## 目標
[1] 下方清單中，哪些行含有字串「jacket」？大小寫須相符，請找出這些行並逐一照抄。
[2] 接續下方這篇K-近鄰演算法筆記，從最後顯示的一句之後往下寫。

## 節選段落
----

機器學習筆記1（K-近鄰演算法）

江先生發表於2018-01-12

人生苦短，我用Python

K-近鄰演算法：簡單來說，K-近鄰演算法就是採用測量不同特徵值之間的距離方法進行分類

優點：精度高、對異常值不敏感、無資料輸入假定
缺點：計算複雜度高、空間複雜度高
適用範圍：數值型、標稱型

工作原理：

存在一個樣本資料集合，也稱作訓練樣本集，並且樣本集中每個資料都存在標籤，即我們知道樣本集中每一個資料與所屬分類的對應關係。輸入沒有標籤的新資料後，將新資料的每個特徵與樣本集中資料對應的特徵進行比較，然後演算法提取樣本集中特徵最相似的資料（最近鄰）的分類標籤。一般來說，我們只選擇樣本集中前K個最相似的資料，這就是K-近鄰演算法中K的出處，通常K是不大於20的整數。最後，選擇K個最相似資料中出現次數最多的分類，作為新資料的分類。

K-近鄰演算法的一般流程：

收集資料：可以使用任何方法。
準備資料：距離計算所需要的數值，最好是結構化的資料格式。
分析資料：可以使用任何方法。
訓練演算法：此步驟不適用於K-近鄰演算法。
測試演算法：計算錯誤率。
使用演算法：首先需要輸入樣本資料和結構化的輸出結果，然後執行K-近鄰演算法判定輸入資料分別屬於哪個分類，最後應用對計算出的分類執行後續的處理。

實施KNN分類演算法--虛擬碼

對未知類別屬性的資料集中的每個點依次執行以下操作：

計算已知類別資料集中的點與當前點之間的距離；
按照距離遞增次序排序；
選取與當前點距離最小的K個點；
確定前K個點所在類別的出現頻率；
返回前K個點出現頻率最高的類別作為當前點的預測分類；

計算兩個向量點之間的距離公式--歐式距離公式：

例如：點（0，0）與（1，2）之間的距離計算為：

sqrt((1-0)**2+(2-0)**2)

程式碼實現：

import numpy as np
import operator
"""
def CreateDataSet():
    group=np.array([[1.0,1.1],[1.0,1.0],[0,0],[0,0.1]])
    labels=['A','A','B','B']
    return group,labels
print(CreateDataSet())
"""
"""
inX--用於分類的輸入向量
dataSet--輸入的訓練樣本集
labels--標籤向量
k--用於選擇最近鄰居的數目
其中標籤向量的元素數目和矩陣dataSet的行數相同
"""
def classify(inX,dataSet,labels,k):
    dataSetSize=dataSet.shape[0]    #獲得訓練樣本集的行數

    #將輸入向量在列方向重複一次，在行方向上dataSize次，並與訓練樣本集dataSet相減
    diffMat=np.tile(inX,(dataSetSize,1))-dataSet
    print("diffMat:")
    print(diffMat)
    #將相減後的集合進行平方運算
    sqDiffMat=diffMat**2
    print("sqDiffMat:")
    print(sqDiffMat)
    #對平方後的集合進行相加運算--按行相加
    sqDistances=sqDiffMat.sum(axis=1)
    print("sqDistances:")
    print(sqDistances)
    #對相加後的資料開平方，得到輸入向量與每個訓練樣本集之間的距離值
    distances=np.sqrt(sqDistances)

----

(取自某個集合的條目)
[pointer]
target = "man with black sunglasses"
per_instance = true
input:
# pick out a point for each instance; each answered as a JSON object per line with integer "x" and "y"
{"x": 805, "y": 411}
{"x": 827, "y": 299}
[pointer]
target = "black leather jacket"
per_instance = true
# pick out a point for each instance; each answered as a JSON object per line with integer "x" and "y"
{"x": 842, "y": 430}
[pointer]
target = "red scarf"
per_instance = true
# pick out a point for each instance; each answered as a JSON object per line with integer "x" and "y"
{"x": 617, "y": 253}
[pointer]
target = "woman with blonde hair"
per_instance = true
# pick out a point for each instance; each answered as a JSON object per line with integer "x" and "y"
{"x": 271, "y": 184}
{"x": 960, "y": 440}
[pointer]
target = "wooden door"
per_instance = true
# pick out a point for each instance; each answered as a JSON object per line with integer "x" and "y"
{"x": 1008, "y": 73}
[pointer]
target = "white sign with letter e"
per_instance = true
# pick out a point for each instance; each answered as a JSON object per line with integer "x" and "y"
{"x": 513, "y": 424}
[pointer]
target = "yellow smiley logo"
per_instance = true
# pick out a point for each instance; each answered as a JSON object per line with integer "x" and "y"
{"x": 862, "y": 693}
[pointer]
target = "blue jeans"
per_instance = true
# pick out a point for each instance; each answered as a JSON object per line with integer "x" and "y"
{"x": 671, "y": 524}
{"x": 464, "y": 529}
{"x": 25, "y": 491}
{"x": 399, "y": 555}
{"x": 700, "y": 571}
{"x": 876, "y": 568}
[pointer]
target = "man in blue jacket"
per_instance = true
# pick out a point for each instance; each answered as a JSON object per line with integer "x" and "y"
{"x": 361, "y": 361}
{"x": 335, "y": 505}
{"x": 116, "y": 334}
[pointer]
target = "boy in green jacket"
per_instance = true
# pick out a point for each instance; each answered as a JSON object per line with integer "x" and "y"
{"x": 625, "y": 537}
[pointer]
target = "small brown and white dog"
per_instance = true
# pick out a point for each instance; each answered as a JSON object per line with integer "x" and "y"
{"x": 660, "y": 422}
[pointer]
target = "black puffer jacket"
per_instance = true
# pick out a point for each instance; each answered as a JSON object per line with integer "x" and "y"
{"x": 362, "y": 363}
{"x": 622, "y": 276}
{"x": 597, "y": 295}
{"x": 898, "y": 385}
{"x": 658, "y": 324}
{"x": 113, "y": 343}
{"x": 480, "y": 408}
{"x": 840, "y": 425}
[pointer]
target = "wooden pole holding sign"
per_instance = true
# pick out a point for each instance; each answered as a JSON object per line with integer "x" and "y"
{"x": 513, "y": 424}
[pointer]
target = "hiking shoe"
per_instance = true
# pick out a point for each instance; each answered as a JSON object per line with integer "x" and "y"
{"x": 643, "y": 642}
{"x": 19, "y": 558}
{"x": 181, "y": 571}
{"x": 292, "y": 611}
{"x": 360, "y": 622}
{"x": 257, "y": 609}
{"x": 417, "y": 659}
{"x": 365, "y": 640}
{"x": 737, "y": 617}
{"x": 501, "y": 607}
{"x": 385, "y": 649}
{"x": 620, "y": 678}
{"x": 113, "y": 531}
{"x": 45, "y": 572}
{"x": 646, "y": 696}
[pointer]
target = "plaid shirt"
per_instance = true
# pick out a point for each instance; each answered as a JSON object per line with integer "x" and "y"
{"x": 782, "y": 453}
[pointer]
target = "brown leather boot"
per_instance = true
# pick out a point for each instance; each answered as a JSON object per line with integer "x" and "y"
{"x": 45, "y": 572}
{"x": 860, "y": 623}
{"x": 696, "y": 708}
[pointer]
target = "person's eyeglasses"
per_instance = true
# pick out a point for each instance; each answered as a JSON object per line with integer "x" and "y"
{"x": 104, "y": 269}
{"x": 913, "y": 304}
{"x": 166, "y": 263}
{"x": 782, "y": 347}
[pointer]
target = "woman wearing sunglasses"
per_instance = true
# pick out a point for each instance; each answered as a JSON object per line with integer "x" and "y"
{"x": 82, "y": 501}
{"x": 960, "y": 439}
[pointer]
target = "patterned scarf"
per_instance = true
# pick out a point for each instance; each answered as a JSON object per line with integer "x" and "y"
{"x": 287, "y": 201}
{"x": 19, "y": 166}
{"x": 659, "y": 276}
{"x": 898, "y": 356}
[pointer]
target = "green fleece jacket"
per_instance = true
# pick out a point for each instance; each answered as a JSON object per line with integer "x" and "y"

----

## 回覆
[1]
target = "black leather jacket"
target = "man in blue jacket"
target = "boy in green jacket"
target = "black puffer jacket"
target = "green fleece jacket"

[2]
    print("distances")
    print(distances)
    #返回陣列從小到大的索引值--排序
    sortedDistIndicies=np.argsort(distances)
    print("sortedDistIndicies")
    print(sortedDistIndicies)
    classCount={}

    for i in range(k):
        voteIlabel=labels[sortedDistIndicies[i]]
        print("voteIlabel"+str(i))
        print(voteIlabel)
        classCount[voteIlabel]=classCount.get(voteIlabel,0)+1
        print("classCount"+str(i))
        print(classCount)
    sortedClassCount=sorted(classCount.items(),
                            key=operator.itemgetter(1),reverse=True)
    print("sortedClassCount:")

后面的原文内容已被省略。